Appendix III — 3 Section, 9 NZ Railway Survey Company, and the Wadi Halfa Extension, 1941

page 731

Appendix III
3 Section, 9 NZ Railway Survey Company, and the Wadi Halfa Extension, 1941

(By Major T. H. F. Nevins

To relieve the concentration of shipping at Suez supplies were coming in through Port Sudan. From here they were transported by Sudan Railways to Wadi Halfa and then by barge down the Nile to Shallal, where some were again loaded into railway wagons. Engineering and other stores for Qassassin and depots on the Ismailia Canal went through the Aswan Dam locks and completed the journey to the Delta by water. During low Nile, trouble was experienced with sand banks below Wadi Halfa and the first part of the river journey was unreliable for about three months each year.

PROBLEMS TO WORK ON
A - In the railway survey appendix, for about how long each year was the first part of the river journey below Wadi Halfa unreliable?
B - Reproduce the passage of the railway survey appendix between "To relieve the" and "months each year.", inclusive.
C - Recast the paragraph of the railway survey appendix that opens "To relieve the concentration of shipping at Suez" as a short list of its main facts.
The records that follow come from a different source than the appendix.

DATASET ENTRIES
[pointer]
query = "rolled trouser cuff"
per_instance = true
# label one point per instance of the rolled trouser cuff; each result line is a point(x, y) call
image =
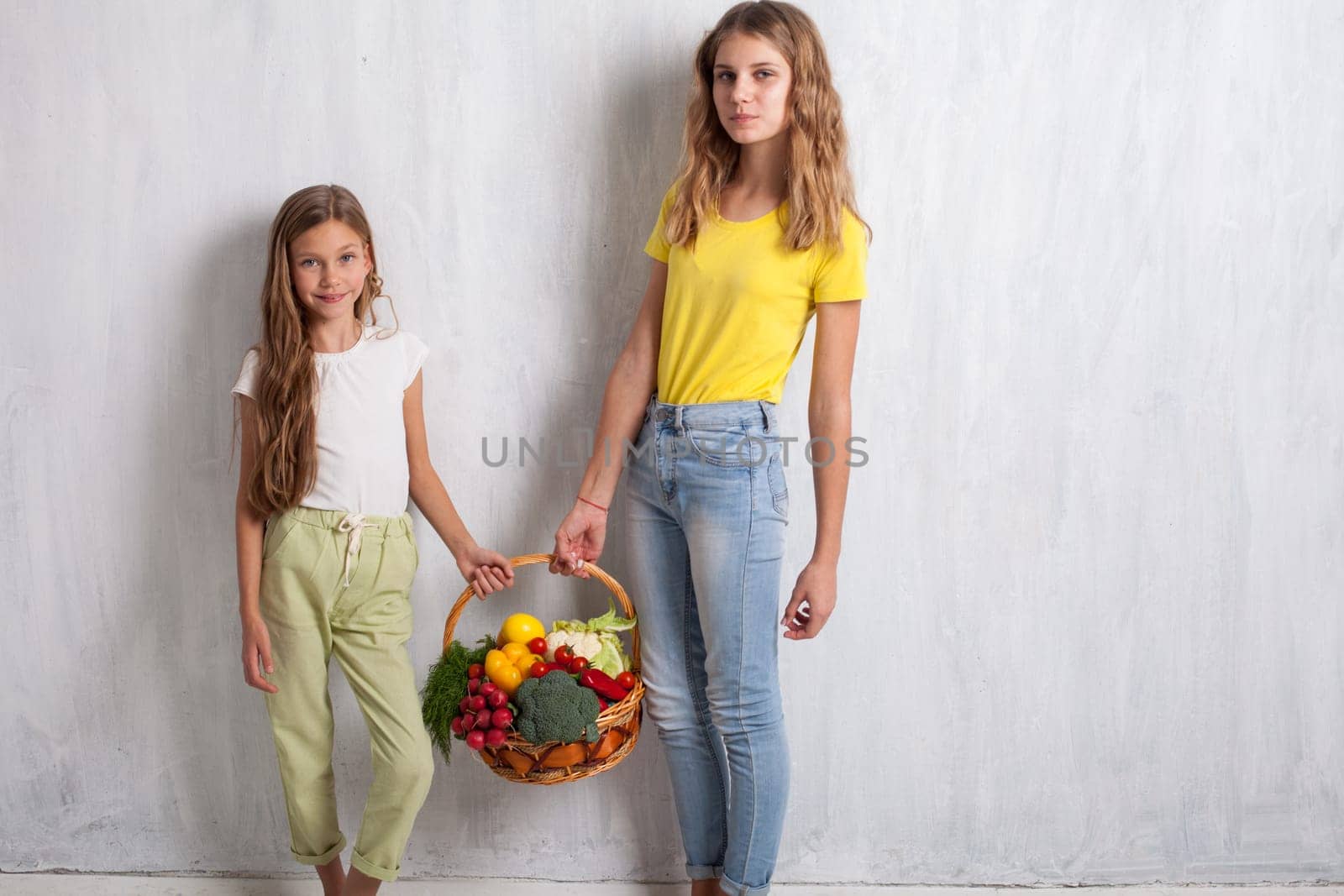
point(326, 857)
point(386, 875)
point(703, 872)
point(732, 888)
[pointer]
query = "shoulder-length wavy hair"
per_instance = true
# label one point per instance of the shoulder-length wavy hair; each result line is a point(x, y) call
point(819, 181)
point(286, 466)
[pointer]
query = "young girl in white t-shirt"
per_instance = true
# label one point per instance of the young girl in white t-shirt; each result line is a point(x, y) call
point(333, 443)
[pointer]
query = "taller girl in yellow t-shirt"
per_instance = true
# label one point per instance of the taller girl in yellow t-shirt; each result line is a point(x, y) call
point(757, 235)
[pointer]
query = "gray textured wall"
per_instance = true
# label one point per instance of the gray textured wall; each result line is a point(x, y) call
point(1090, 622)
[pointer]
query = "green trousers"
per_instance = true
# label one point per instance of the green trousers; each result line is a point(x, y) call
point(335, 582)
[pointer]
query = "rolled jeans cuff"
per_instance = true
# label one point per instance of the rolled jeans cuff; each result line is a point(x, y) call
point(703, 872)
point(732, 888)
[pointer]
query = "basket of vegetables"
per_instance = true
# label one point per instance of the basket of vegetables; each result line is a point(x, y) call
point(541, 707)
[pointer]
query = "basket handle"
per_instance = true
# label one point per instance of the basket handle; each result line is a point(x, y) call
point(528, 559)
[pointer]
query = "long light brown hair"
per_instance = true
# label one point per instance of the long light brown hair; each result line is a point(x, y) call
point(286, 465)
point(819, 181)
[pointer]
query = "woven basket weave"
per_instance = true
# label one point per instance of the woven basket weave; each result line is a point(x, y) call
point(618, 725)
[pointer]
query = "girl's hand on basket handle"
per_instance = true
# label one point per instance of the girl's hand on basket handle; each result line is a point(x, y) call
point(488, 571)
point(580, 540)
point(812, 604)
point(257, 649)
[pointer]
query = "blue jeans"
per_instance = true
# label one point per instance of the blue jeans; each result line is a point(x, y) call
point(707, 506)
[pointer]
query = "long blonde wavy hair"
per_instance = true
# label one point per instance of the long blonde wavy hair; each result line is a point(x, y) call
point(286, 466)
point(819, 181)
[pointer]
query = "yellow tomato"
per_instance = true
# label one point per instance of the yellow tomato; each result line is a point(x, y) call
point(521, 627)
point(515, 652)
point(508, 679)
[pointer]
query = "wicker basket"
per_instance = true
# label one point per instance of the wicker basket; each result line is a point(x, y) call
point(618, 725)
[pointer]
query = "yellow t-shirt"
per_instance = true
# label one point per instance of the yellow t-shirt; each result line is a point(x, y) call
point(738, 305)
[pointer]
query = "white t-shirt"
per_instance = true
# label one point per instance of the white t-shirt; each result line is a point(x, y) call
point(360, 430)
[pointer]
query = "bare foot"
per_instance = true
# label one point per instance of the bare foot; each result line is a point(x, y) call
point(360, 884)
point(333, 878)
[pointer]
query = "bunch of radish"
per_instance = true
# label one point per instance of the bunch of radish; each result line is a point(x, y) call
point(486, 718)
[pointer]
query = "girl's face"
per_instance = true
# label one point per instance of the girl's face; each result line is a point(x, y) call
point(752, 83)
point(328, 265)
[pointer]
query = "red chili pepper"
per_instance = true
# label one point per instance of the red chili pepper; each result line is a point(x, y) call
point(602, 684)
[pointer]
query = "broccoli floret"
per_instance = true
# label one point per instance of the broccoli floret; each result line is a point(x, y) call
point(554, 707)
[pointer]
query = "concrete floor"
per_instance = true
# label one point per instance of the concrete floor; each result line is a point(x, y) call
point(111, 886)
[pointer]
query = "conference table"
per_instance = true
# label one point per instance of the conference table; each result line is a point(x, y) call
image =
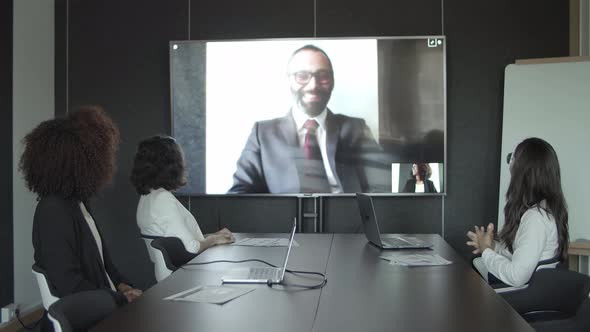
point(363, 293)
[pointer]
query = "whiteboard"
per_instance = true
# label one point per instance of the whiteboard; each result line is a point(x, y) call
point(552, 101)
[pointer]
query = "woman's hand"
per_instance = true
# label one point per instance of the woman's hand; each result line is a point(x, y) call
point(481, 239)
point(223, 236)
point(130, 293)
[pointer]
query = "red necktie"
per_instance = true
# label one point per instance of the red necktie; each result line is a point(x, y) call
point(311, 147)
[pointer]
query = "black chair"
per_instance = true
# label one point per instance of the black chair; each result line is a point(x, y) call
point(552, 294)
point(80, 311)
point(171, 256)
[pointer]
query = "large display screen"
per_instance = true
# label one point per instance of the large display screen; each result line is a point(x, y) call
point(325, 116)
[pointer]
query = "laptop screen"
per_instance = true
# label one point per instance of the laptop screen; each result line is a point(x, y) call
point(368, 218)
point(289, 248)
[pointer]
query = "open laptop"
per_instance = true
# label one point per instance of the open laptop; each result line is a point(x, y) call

ANSWERS PER TASK
A - About three months each year, during low Nile.

B -
To relieve the concentration of shipping at Suez supplies were coming in through Port Sudan. From here they were transported by Sudan Railways to Wadi Halfa and then by barge down the Nile to Shallal, where some were again loaded into railway wagons. Engineering and other stores for Qassassin and depots on the Ismailia Canal went through the Aswan Dam locks and completed the journey to the Delta by water. During low Nile, trouble was experienced with sand banks below Wadi Halfa and the first part of the river journey was unreliable for about three months each year.

C -
- Supplies came in through Port Sudan to ease the concentration of shipping at Suez.
- Sudan Railways carried them to Wadi Halfa, then barges took them down the Nile to Shallal, where some went back into railway wagons.
- Engineering and other stores for Qassassin and depots on the Ismailia Canal passed through the Aswan Dam locks and reached the Delta by water.
- During low Nile, sand banks below Wadi Halfa made the first part of the river journey unreliable for about three months each year.